» **BRIEF 1**
In the text on cat scratching, list every outdoor surface named as showing evidence of a cat's scratching.
» **BRIEF 2**
Write the next part of the text on keeping a cat from scratching the carpet, beginning after its final sentence.

» **EXCERPT TO READ**

How to Keep Your Cat From Scratching the Carpet

Photo of Woman Petting Happy Tabby Cat
© Getty / Credit: Westend6

It is innate behavior for a cat to scratch its claws regularly. The target is almost always some surface with a texture that allows the cat sink its claws into it. Unfortunately, the material the cat chooses may well be the fabric of your upholstered furniture, your draperies, or your carpet. Unless you find a way to break your cat of this habit and direct the scratching to a better target, a cat can ruin household furnishings. 

Rest assured, though, that your cat is not honing its claws out of spite or because it is bad. Once you understand the reasons for the behavior, you're part-way along the path to solving the problem. 

Why Cats Scratch

Everyone recognizes the sight and sound: a cat scratching with its front claws by dragging them downward, either on a horizontal or vertical surface. There are many reasons a cat does this, from grooming to attention-getting:

  • This action, referred to as stropping, loosens and removes the outer husk of the claw revealing a sharp new surface underneath. Claw sharpening is an act of grooming for the cat.
  • Scratching also exercises the muscles of the forelimbs and spine to keep the cat in tip-top condition for hunting. Some cats will scratch by lying down and pulling their bodyweight along the floor. The surfaces chosen are usually fixed and non-yielding to provide resistance against the muscles used in scratching.
  • Scratching is also used as a form of territorial communication or marking behavior. Scent and sweat glands in between the pads of the feet mix to produce a unique smell. When claws are scraped down a surface, the scent is deposited and the combination of the mark, the discarded claw husks, and the smell provides a strong visual and olfactory message to other cats.
  • Scratching can serve as a precursor to play, either with another cat in the home or with human companions. 
  • Scratching may be a call for attention in some species. If a cat is routinely shooed or chased when it scratches furniture or carpeting, it may come to associate scratching with receiving attention. 

    When a cat has access to the outdoors, you may see evidence of its scratching on trees, fence posts, sheds, and wooden gates—these are all areas that are highly visible to other outdoor cats. Such scratching is a territorial behavior used to communicate with other cats and mark boundaries.  A cat that is house-bound, as most cats now are,  will find similar surfaces indoors to perform this instinctive scratching behavior. Indoors, it is usually softwoods and fabric-covered furnishings that serve as targets for that genetic scratching behavior.

[Items from a dataset]
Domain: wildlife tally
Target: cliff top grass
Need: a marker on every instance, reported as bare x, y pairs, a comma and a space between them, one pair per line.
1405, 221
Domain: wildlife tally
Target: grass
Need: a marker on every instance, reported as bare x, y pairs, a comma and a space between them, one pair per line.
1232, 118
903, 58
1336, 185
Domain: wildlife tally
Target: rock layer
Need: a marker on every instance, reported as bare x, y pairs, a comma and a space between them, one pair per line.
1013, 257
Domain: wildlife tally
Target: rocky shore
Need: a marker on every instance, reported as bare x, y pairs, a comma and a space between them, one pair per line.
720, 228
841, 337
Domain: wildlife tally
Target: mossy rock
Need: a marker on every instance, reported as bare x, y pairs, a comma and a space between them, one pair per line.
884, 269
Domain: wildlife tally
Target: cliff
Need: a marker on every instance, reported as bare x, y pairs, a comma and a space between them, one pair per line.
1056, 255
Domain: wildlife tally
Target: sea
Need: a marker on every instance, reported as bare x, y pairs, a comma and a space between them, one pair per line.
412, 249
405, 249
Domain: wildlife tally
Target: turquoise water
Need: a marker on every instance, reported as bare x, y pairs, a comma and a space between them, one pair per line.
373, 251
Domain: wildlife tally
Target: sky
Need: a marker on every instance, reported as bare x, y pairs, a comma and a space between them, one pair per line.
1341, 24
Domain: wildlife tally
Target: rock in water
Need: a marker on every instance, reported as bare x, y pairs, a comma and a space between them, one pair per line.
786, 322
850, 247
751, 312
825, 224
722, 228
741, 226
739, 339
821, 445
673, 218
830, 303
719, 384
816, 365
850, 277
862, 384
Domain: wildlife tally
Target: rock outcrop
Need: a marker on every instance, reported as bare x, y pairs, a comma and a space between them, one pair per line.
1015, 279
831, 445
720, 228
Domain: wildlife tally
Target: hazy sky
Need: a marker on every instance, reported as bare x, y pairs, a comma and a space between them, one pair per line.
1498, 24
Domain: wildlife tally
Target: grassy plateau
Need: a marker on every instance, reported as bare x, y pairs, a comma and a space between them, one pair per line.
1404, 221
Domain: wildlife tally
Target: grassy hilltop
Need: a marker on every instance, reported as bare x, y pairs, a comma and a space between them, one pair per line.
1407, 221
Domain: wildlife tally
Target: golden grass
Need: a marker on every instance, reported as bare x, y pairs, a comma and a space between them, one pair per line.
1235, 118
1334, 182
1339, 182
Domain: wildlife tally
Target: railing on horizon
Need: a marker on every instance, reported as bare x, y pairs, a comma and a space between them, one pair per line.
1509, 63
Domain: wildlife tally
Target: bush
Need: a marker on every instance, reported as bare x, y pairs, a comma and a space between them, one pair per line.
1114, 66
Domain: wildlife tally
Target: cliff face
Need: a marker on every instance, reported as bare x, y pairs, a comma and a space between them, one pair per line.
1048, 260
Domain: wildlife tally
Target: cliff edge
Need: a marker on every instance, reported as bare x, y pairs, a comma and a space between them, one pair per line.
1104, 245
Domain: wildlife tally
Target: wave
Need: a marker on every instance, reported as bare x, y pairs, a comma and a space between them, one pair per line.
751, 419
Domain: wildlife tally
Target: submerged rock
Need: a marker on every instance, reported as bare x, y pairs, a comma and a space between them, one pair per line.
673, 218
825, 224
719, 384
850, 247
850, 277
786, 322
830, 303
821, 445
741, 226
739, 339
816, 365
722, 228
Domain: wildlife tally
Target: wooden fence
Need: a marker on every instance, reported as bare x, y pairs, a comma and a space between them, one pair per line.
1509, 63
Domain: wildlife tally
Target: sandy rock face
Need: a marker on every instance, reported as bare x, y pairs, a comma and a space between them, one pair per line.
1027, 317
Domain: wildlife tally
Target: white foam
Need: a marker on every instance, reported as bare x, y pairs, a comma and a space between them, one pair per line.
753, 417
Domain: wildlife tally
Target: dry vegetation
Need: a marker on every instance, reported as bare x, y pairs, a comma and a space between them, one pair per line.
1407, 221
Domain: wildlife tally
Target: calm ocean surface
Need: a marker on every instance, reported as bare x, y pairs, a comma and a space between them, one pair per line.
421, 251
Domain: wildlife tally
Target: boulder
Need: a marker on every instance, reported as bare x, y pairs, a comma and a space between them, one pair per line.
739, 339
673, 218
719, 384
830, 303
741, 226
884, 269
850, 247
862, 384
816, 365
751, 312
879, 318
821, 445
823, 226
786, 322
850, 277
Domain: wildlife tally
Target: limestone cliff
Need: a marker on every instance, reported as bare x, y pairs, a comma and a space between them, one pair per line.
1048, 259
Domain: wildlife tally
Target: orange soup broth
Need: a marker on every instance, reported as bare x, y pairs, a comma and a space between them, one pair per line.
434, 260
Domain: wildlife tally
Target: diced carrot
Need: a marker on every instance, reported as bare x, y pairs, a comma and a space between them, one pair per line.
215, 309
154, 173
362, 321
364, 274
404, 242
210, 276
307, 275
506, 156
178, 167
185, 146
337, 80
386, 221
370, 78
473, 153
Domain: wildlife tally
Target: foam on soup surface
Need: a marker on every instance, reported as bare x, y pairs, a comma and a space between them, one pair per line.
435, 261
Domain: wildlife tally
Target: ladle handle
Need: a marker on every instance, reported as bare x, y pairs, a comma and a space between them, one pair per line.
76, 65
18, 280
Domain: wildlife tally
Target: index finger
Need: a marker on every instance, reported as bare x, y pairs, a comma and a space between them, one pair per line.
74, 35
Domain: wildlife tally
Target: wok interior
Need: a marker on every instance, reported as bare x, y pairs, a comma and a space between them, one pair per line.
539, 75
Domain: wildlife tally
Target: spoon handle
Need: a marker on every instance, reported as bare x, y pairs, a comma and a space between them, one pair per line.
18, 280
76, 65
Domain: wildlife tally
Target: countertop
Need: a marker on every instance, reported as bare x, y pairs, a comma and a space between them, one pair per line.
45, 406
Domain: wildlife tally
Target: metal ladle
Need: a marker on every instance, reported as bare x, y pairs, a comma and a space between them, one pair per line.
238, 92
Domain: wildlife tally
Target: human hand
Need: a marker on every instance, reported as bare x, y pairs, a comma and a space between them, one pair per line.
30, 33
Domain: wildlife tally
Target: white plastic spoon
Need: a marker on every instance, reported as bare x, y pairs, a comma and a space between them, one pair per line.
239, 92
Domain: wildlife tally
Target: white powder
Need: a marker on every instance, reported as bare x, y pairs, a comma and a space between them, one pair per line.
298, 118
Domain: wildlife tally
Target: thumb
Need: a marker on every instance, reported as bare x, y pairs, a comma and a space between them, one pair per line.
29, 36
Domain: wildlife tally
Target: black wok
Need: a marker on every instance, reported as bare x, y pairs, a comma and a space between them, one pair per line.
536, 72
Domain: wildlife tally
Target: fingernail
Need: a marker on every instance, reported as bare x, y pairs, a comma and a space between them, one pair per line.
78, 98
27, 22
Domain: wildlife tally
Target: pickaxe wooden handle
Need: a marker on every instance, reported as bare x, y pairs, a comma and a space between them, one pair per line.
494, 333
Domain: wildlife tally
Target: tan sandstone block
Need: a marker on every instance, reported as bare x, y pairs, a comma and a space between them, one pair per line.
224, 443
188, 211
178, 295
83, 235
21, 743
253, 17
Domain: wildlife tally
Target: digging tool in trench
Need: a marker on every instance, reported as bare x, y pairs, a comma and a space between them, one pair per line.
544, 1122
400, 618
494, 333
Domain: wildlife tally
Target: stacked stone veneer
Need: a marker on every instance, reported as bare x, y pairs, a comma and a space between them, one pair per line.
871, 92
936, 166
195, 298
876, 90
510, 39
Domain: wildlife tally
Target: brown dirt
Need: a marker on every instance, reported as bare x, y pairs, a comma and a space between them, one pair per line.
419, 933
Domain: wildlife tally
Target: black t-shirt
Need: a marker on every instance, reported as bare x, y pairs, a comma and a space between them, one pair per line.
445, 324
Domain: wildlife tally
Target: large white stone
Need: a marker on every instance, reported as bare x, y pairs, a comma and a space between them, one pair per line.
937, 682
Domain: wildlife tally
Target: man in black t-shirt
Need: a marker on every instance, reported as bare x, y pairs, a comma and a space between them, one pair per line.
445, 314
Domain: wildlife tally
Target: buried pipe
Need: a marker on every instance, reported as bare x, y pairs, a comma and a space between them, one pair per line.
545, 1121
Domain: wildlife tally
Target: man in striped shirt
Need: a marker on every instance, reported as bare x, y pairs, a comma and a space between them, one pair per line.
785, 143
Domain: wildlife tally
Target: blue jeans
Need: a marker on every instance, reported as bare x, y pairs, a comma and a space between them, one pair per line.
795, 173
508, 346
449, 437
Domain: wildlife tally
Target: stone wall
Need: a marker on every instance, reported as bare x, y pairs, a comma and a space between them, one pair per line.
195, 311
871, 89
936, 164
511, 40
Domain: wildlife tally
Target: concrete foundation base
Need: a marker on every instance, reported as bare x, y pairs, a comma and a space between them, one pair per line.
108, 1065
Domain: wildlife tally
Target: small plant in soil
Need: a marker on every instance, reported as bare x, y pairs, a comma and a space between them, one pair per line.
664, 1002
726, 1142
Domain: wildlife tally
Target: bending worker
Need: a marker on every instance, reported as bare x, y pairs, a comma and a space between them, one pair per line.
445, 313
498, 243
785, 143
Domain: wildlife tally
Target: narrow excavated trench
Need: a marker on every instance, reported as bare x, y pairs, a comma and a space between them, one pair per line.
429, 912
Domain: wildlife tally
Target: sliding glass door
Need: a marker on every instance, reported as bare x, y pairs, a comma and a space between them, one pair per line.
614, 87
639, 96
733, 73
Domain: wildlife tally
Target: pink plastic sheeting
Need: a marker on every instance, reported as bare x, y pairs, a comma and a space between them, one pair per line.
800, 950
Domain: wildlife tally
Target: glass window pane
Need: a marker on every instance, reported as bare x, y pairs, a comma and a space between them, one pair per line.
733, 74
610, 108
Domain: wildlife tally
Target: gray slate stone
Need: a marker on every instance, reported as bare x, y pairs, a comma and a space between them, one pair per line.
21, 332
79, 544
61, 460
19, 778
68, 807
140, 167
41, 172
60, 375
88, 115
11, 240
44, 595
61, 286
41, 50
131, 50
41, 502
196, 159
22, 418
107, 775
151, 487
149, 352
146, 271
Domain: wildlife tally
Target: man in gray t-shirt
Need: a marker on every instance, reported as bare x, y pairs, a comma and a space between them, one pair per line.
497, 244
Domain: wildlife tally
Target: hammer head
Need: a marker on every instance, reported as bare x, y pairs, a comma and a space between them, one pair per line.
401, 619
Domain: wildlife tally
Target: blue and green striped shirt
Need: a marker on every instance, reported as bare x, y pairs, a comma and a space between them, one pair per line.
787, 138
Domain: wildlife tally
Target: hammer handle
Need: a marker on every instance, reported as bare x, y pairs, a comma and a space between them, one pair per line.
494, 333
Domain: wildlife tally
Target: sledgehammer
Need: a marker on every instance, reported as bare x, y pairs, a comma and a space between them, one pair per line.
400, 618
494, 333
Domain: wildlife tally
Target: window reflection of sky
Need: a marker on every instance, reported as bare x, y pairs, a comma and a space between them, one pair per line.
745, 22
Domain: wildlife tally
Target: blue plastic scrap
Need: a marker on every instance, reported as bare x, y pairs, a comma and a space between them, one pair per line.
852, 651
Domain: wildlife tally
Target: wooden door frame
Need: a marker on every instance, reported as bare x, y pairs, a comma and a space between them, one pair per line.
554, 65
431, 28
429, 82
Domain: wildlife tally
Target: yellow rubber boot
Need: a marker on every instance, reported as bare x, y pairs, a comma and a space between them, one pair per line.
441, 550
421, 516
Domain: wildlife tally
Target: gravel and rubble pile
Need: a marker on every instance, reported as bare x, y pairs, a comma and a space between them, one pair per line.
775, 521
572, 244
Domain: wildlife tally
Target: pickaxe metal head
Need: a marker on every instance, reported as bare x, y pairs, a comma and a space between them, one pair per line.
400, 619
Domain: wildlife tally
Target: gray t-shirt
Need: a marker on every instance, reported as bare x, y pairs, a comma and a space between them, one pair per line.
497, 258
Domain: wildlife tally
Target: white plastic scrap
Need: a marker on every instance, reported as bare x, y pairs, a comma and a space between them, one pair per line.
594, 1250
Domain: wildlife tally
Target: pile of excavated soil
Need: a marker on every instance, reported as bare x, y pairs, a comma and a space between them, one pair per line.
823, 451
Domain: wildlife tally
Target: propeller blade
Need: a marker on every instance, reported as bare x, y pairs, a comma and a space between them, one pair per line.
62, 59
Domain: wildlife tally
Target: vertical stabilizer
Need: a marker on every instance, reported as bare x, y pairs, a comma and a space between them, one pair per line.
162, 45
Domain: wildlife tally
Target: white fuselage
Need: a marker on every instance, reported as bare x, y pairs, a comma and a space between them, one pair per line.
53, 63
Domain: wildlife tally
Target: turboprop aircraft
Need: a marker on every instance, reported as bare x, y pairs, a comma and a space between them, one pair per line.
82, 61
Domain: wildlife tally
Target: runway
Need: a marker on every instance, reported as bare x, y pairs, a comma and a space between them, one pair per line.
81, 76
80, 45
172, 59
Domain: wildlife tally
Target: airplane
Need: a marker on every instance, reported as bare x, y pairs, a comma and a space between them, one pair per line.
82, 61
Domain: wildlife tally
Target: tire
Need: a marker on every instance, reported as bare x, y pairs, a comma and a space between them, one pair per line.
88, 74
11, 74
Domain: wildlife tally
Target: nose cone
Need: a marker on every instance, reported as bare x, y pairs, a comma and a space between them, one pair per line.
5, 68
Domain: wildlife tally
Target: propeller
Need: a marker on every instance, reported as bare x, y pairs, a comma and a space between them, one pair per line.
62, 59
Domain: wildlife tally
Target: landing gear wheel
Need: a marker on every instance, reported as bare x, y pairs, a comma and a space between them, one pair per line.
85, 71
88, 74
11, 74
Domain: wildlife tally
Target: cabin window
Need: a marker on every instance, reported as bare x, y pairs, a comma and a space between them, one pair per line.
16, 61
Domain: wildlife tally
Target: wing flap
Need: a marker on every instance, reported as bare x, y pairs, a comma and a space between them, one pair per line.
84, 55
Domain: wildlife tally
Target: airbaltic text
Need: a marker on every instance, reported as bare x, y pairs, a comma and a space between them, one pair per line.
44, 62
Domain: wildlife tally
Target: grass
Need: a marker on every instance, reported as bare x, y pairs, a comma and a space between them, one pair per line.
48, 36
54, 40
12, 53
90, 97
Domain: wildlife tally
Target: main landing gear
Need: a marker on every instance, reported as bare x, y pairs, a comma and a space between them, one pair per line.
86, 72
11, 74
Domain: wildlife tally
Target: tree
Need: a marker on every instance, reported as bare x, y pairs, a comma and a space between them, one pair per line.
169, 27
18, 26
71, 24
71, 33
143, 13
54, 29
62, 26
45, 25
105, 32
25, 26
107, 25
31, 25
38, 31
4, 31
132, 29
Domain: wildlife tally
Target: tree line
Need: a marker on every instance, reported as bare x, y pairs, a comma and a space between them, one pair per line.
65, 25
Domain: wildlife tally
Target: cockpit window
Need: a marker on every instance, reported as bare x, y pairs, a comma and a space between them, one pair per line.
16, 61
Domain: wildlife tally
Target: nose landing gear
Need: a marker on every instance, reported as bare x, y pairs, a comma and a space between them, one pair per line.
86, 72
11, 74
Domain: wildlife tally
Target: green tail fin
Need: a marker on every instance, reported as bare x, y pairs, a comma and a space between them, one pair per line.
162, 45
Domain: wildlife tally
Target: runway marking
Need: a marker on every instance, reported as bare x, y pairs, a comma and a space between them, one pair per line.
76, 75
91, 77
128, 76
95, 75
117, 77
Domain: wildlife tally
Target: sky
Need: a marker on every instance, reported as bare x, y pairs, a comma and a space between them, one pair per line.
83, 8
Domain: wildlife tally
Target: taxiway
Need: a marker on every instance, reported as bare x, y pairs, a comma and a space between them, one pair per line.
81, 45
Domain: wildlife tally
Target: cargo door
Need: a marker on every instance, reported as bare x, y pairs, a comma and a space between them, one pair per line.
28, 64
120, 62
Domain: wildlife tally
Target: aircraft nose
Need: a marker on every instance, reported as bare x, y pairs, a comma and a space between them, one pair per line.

» **RESPONSE AREA 1**
trees, fence posts, sheds, wooden gates

» **RESPONSE AREA 2**
    Stopping a Cat From Scratching the Carpet

    The first option for preventing damage from scratching is to direct the cat's behavior to an acceptable target—a scratching post designed for that purpose. What do you do, though, if your cat refuses to use that scratching post, or from time to time chooses to ignore it in favor of your carpeting? Here are some possible solutions: 

    • Add a horizontal scratching pad. Cats have their own individual scratching patterns and preferences, and those that scratch carpeting may be more inclined to horizontal scratching than to a vertical scratching post. There are scratching pads made for this purpose; some are in an inclined shape and others are flattened out. 
    • Add multiple scratching posts and pads, covered with different materials and different textures. It's possible that the choice of different scratching options will relieve your cat of the need to sharpen its claws on your carpet. Many scratching posts are covered with carpet, but add one or two with a different material, such as sisal, corrugated cardboard, or even plain wood. Remember that cats like varying surface angles for scratching, ranging between horizontal and vertical. So ideally, have at least one of each: a tall vertical scratching post, a flat scratching mat, and an inclined scratcher.
    • Cover up the spot where your cat scratches. If possible, move a piece of furniture (or a scratching post) over the top of your cat's favorite carpet spot. A sisal scratching post may be a good choice here. For scratching habits in front of a door entry, cover the area with a thin mat.
    • Spray the area with scent. Use a Comfort Zone Plug-In or spray by Feliway in the area where your cat is scratching. Although not marketed specifically for this purpose, cat behaviorists have found that the "friendly pheromones" in Feliway can fool cats into believing the area has already been "marked," thus discouraging their scratching.
    • Consider your cat's anxiety level. A cat may resort to more frequent scratching if it is emotionally stressed, such as when it feels threatened by environmental changes or if a new pet (or even a new child) has recently become part of the household. Paying more attention to your cat, or playing more with it, may offer the reassurance it needs to give up its carpet-scratching habits

    Minimize Damage From Your Cat's Claws

    Trim your cat's claws regularly, using a sharp claw-trimming tool. This will help minimize the damage. Or, you can protect your cat's claws with Soft Claws plastic nail caps. If you've never used nail caps before, many veterinarians and most large pet supply stores will offer installation and training for a small fee. Most cats don't mind Soft Claws, and they will prevent the shredding-type of damage cats can sometimes inflict on carpeting.